EXCERPTED RECORDS:
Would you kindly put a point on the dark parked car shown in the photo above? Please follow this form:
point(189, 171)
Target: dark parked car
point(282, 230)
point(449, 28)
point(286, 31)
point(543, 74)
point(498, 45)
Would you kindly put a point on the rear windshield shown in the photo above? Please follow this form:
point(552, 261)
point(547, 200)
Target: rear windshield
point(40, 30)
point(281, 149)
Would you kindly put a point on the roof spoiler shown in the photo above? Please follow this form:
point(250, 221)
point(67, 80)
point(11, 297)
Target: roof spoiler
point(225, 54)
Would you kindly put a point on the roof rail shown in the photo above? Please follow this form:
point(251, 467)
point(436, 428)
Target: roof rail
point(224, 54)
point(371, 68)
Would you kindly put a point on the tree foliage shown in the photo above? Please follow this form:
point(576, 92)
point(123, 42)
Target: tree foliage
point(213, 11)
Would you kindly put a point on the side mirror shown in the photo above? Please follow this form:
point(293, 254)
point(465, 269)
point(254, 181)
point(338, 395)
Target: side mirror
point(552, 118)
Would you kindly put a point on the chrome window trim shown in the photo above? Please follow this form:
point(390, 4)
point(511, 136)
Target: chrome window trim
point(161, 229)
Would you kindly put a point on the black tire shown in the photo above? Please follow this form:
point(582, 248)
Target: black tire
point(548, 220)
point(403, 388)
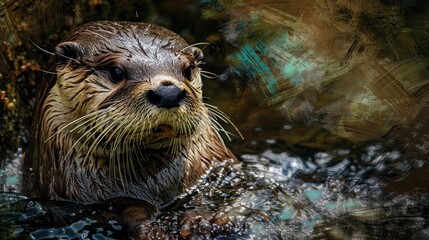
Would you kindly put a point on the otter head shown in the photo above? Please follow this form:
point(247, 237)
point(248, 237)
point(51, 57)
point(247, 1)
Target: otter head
point(121, 83)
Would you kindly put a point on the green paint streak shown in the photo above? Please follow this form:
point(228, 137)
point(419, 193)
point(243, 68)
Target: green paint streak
point(253, 66)
point(12, 180)
point(313, 195)
point(286, 214)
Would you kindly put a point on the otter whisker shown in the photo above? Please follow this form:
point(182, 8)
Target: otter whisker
point(196, 44)
point(97, 140)
point(46, 71)
point(85, 134)
point(40, 48)
point(221, 115)
point(209, 74)
point(77, 121)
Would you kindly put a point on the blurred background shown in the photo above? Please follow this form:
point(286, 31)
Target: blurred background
point(334, 93)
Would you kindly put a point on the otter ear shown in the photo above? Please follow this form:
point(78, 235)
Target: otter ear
point(197, 54)
point(67, 51)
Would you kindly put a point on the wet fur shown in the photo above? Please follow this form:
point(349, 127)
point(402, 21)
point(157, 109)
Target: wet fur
point(93, 139)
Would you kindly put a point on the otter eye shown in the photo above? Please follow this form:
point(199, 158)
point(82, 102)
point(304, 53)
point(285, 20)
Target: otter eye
point(116, 74)
point(188, 72)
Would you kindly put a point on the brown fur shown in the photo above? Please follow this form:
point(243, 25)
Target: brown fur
point(85, 157)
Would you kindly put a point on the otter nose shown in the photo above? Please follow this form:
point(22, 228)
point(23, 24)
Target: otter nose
point(166, 96)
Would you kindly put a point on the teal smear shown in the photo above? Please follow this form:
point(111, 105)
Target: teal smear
point(313, 195)
point(286, 214)
point(253, 66)
point(12, 180)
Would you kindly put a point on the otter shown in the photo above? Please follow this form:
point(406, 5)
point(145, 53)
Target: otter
point(123, 116)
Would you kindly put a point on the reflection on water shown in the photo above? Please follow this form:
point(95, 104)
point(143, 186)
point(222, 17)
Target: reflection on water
point(275, 194)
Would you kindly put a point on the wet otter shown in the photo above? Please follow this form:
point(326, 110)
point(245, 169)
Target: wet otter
point(122, 117)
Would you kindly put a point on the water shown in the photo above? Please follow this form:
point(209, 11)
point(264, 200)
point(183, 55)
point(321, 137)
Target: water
point(275, 194)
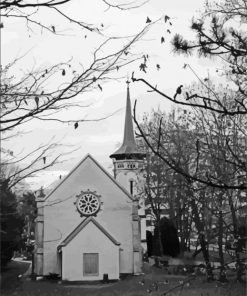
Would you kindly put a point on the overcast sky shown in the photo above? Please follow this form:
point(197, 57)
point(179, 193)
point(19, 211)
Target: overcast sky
point(100, 138)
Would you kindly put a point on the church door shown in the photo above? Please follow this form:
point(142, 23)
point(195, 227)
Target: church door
point(90, 264)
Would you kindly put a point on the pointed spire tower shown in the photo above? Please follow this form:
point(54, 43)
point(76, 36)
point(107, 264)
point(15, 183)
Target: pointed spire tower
point(128, 160)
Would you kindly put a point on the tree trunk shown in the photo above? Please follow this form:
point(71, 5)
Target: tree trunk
point(222, 275)
point(239, 264)
point(200, 228)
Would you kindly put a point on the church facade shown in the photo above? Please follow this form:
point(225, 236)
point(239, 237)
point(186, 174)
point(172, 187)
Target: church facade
point(88, 226)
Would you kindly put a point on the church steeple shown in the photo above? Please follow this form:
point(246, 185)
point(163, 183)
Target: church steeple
point(128, 149)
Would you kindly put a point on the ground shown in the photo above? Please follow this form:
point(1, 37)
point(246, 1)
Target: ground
point(153, 282)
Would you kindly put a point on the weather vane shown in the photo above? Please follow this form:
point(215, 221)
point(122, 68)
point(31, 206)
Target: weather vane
point(127, 81)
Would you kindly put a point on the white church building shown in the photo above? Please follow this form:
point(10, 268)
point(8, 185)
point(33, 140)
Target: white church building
point(88, 226)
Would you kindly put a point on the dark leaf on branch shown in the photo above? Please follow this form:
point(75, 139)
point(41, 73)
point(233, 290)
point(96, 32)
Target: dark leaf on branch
point(197, 145)
point(179, 90)
point(143, 67)
point(37, 101)
point(166, 18)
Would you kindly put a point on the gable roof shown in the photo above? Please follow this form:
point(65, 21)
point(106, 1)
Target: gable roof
point(83, 224)
point(100, 167)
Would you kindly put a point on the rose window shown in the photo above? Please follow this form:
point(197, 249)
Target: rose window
point(88, 204)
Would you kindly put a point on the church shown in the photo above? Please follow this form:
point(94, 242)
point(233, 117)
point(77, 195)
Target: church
point(88, 227)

WRITTEN PROBLEM:
Rewrite every one of the records above, replacing "Would you kindly" with "Could you" and leaving everything else unchanged. Leave the pictures out.

FULL RESPONSE:
Could you put a point on the dark parked car shown in the photo above? Please follow this form:
point(189, 171)
Target: dark parked car
point(282, 230)
point(449, 28)
point(286, 31)
point(543, 74)
point(498, 45)
Could you put a point on the rear windshield shown in the photo above? Please follow this form:
point(552, 261)
point(547, 200)
Target: rear windshield
point(40, 30)
point(281, 149)
Could you put a point on the roof spoiler shown in the photo above? Please follow this form:
point(250, 221)
point(67, 80)
point(11, 297)
Target: roof spoiler
point(225, 54)
Could you put a point on the roof rail shown in the photo above? Please follow this form:
point(251, 467)
point(436, 428)
Target: roof rail
point(224, 54)
point(371, 68)
Could you put a point on the tree foliage shown in the photo above? Please follow this form:
point(576, 92)
point(123, 42)
Target: tree foliage
point(213, 11)
Could you put a point on the side mirror shown in the photo above? Please follow this form:
point(293, 254)
point(465, 269)
point(254, 181)
point(338, 395)
Target: side mirror
point(552, 118)
Could you put a point on the chrome window trim shown in the photo above? Please follow this form:
point(390, 4)
point(511, 136)
Target: chrome window trim
point(161, 229)
Could you put a point on the black tire shown in the photo above? Please follow this form:
point(582, 248)
Target: black tire
point(548, 220)
point(403, 388)
Could you put a point on the otter head shown in the photo above? Please follow this form:
point(247, 237)
point(248, 237)
point(51, 57)
point(247, 1)
Target: otter head
point(121, 83)
Could you put a point on the green paint streak shown in the photo above? Please follow this form:
point(228, 137)
point(419, 193)
point(243, 68)
Target: green paint streak
point(253, 66)
point(12, 180)
point(313, 195)
point(286, 214)
Could you put a point on the otter whisker shown in the photo above? Please follow this form:
point(182, 8)
Target: otter whisker
point(196, 44)
point(97, 140)
point(46, 71)
point(85, 134)
point(40, 48)
point(221, 115)
point(209, 74)
point(77, 121)
Could you put a point on the blurred background shown in the photo above? Please follow this form:
point(286, 31)
Target: blurred background
point(334, 93)
Could you put a point on the otter ear shown in the photo above? Please follow this form:
point(78, 235)
Target: otter ear
point(197, 54)
point(67, 51)
Could you put a point on the wet fur shown in the photo above? Please follow this form:
point(349, 127)
point(402, 21)
point(157, 109)
Target: wet fur
point(93, 139)
Could you put a point on the otter eye shown in the photo above? Please follow this form:
point(199, 158)
point(82, 102)
point(304, 53)
point(285, 20)
Target: otter eye
point(116, 74)
point(188, 72)
Could you put a point on the brown fur shown in the photo above? Please follow this form:
point(243, 25)
Target: brown fur
point(85, 157)
Could you put a point on the otter nose shown in the photo above? Please follow this form:
point(22, 228)
point(23, 24)
Target: otter nose
point(166, 96)
Could you put a point on the teal smear shown in the photo above? Please follow this form:
point(111, 105)
Target: teal smear
point(313, 195)
point(286, 214)
point(253, 66)
point(12, 180)
Could you put a point on the otter shown in the photo above? Please follow this form:
point(406, 5)
point(145, 53)
Target: otter
point(123, 116)
Could you put a point on the reflection on water shown in the photo above? Please follow this form:
point(95, 104)
point(143, 186)
point(222, 17)
Target: reflection on water
point(275, 194)
Could you put a point on the wet otter shown in the photo above? Please follow this form:
point(326, 110)
point(245, 169)
Target: wet otter
point(122, 117)
Could you put a point on the water shown in the photo above? Please follow this form:
point(209, 11)
point(264, 200)
point(183, 55)
point(321, 137)
Target: water
point(275, 194)
Could you put a point on the overcast sky shown in the photo above? Please follow this form:
point(197, 57)
point(179, 193)
point(19, 211)
Target: overcast sky
point(100, 138)
Could you put a point on the church door shown in the photo above? Please follow this form:
point(142, 23)
point(195, 227)
Target: church door
point(90, 264)
Could you put a point on the pointed spire tower shown in the photo above? Please follow this form:
point(54, 43)
point(76, 36)
point(107, 264)
point(15, 183)
Target: pointed spire tower
point(128, 160)
Could you put a point on the tree trunk shown in the photo above? Please follow this form:
point(71, 5)
Target: tree trunk
point(222, 275)
point(239, 264)
point(200, 228)
Could you put a point on the church facade shown in the photo above? Please follow this form:
point(225, 236)
point(239, 237)
point(186, 174)
point(172, 187)
Target: church facade
point(88, 226)
Could you put a point on the church steeple shown in the photo above? Please follow this form:
point(246, 185)
point(163, 183)
Target: church steeple
point(128, 149)
Could you put a point on the ground shown in the photo above? Please follow this form:
point(1, 37)
point(246, 1)
Target: ground
point(153, 282)
Could you put a point on the weather vane shown in the photo above? Please follow this form:
point(215, 221)
point(122, 68)
point(31, 206)
Target: weather vane
point(127, 81)
Could you put a point on the white church building shown in the photo above? Please follow this form:
point(10, 268)
point(8, 185)
point(33, 140)
Target: white church building
point(88, 226)
Could you put a point on the dark leaf on branch shown in the photo above? Please follow this form:
point(75, 139)
point(41, 73)
point(233, 290)
point(96, 32)
Target: dark leaf on branch
point(197, 145)
point(179, 90)
point(143, 67)
point(37, 101)
point(166, 18)
Could you put a point on the gable roof shown in the photo above? Please follow this form:
point(65, 21)
point(106, 1)
Target: gable roof
point(83, 224)
point(100, 167)
Could you put a point on the rose window shown in the photo above? Please follow this form:
point(197, 249)
Target: rose window
point(88, 204)
Could you put a point on the church shown in the photo above? Please follow this form:
point(94, 242)
point(233, 117)
point(77, 195)
Target: church
point(88, 227)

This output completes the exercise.